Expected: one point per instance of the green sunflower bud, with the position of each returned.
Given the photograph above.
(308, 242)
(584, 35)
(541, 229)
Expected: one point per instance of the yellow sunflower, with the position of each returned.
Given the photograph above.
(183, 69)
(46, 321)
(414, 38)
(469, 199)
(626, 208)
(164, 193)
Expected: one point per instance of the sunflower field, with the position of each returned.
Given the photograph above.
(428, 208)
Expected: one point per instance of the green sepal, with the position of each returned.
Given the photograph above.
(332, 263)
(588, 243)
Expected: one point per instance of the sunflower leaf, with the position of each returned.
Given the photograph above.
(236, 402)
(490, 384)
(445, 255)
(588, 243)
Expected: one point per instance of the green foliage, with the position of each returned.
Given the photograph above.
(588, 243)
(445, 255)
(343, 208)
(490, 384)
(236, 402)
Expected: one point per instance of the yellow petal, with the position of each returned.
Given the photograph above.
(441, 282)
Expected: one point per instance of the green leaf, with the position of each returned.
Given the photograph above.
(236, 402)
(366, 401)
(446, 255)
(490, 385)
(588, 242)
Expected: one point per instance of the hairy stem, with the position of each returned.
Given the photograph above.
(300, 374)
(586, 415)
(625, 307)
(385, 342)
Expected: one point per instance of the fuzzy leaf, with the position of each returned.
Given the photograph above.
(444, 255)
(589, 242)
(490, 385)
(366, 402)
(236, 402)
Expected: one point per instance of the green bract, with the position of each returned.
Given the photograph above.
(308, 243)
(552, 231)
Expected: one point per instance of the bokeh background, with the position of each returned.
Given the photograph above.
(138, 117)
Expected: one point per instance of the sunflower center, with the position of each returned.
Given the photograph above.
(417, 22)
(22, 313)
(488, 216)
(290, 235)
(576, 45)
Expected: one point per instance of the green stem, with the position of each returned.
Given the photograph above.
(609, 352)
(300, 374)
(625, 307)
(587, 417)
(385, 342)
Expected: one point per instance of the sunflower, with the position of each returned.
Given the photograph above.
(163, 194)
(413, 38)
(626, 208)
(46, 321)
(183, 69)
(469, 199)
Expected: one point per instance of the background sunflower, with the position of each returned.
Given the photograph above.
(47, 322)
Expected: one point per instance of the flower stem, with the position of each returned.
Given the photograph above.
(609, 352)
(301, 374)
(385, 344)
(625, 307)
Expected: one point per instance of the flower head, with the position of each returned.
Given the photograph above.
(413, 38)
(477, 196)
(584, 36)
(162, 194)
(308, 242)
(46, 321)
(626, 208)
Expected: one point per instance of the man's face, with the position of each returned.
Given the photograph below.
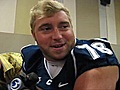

-----

Your assignment
Your reply should hold only the records, duplicated exactly, without any image.

Task solution
Expected: one point per instance of the green sunflower bud, with the position of each returned.
Given the photograph above.
(308, 242)
(584, 35)
(541, 229)
Expected: one point per instance of the yellow sunflower, with the position of each returned.
Given the photograph above.
(183, 69)
(46, 321)
(414, 38)
(469, 199)
(626, 208)
(164, 193)
Expected: one point per instance of the sunflower field, with the position of each returned.
Given the photograph above.
(428, 208)
Expected: one point per instance of the green sepal, with the position of each returned.
Given the photograph above.
(332, 263)
(588, 243)
Expected: one point per instance of the sunflower leaf, with the position of each returned.
Given the photograph above.
(236, 402)
(490, 384)
(445, 255)
(588, 243)
Expected: one point per instance of the green foliage, with the position of each returned.
Given the photograph above.
(588, 243)
(445, 255)
(343, 208)
(490, 384)
(236, 402)
Expected: one point per instance of the yellow petal, with the position of each returned.
Given the photograph above.
(441, 282)
Expected: one point per instance of the green leaf, with the position of each returned.
Given the photograph above.
(236, 402)
(366, 401)
(446, 255)
(490, 385)
(588, 242)
Expected: one point per instance of the hairy stem, with the position of each returned.
Given the photograph above.
(300, 374)
(586, 415)
(625, 307)
(385, 342)
Expected: one point per instance of the fuzzy leaf, with the position of each returned.
Given the photograph above.
(444, 255)
(589, 242)
(490, 385)
(366, 402)
(236, 402)
Expected: one point per instance of the green bract, with the position of each returned.
Given the photograph above.
(308, 243)
(552, 231)
Expected: one point per instance of the bokeh background, with the position of each returned.
Given the photograph above.
(138, 117)
Expected: one point per instance of the sunflower center, with the position of each returned.
Given the photograph above.
(417, 22)
(22, 313)
(488, 216)
(290, 235)
(576, 45)
Expected: one point per instance of the green stem, with the position of each returned.
Given the photograph above.
(609, 352)
(300, 374)
(625, 307)
(587, 417)
(385, 342)
Expected: one point per instance of the sunflower, with the position of each returned.
Given the photograph above.
(163, 194)
(413, 38)
(626, 208)
(46, 321)
(183, 69)
(469, 199)
Expected: one point per instance of the background sunflower, with the position of each returned.
Given the photograph above.
(47, 322)
Expected: one point per instance of the flower stem, with the position of each returned.
Given the photograph above.
(609, 352)
(301, 374)
(385, 344)
(625, 307)
Expected: one point per instance of the flower head, with the position of each returned.
Given the photograph above.
(413, 38)
(477, 196)
(584, 36)
(162, 194)
(308, 242)
(46, 321)
(626, 208)
Expected: one point per instance of the man's face, with the position of each returned.
Given the photograph below.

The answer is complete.